▸ SET TASK
Extract the following lines verbatim, omitting the pictures from your answer.

▸ Records from a collection

* * * * *

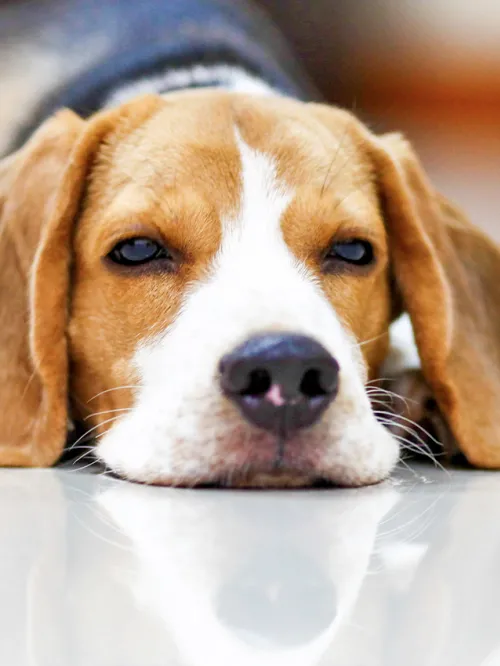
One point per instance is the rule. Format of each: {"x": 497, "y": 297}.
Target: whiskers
{"x": 414, "y": 439}
{"x": 89, "y": 435}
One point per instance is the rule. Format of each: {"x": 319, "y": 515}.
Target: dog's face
{"x": 241, "y": 204}
{"x": 212, "y": 281}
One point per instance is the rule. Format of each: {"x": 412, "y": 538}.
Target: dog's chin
{"x": 271, "y": 479}
{"x": 235, "y": 479}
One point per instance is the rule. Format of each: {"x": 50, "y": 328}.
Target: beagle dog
{"x": 206, "y": 278}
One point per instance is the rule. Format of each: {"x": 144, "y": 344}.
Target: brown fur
{"x": 170, "y": 168}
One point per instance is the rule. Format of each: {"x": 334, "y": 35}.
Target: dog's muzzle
{"x": 280, "y": 382}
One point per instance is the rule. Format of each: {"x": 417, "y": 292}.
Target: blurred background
{"x": 430, "y": 68}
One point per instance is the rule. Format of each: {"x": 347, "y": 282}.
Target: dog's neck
{"x": 221, "y": 75}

* * * * *

▸ EXERCISE RESPONSE
One point per instance is the rule. Format of each: {"x": 497, "y": 297}.
Target: whiskers
{"x": 414, "y": 439}
{"x": 89, "y": 435}
One point per instance is the rule. Format of each: {"x": 319, "y": 515}.
Target: dog's face
{"x": 241, "y": 204}
{"x": 212, "y": 281}
One point per instance is the rule. Format of each: {"x": 412, "y": 538}.
Target: dog's chin
{"x": 271, "y": 479}
{"x": 235, "y": 479}
One point per instance is the rule. Format of each: {"x": 50, "y": 328}.
Target: beagle dog
{"x": 206, "y": 278}
One point per instance is the rule. Format of each: {"x": 144, "y": 344}.
Target: brown fur
{"x": 170, "y": 168}
One point per instance is the rule. Format of each: {"x": 334, "y": 35}.
Target: dog's muzzle
{"x": 280, "y": 382}
One point per instance is the rule. Format of each: {"x": 417, "y": 292}.
Target: blurred background
{"x": 430, "y": 68}
One point per instance is the rule. Format of each: {"x": 347, "y": 282}.
Target: dog's neck
{"x": 221, "y": 75}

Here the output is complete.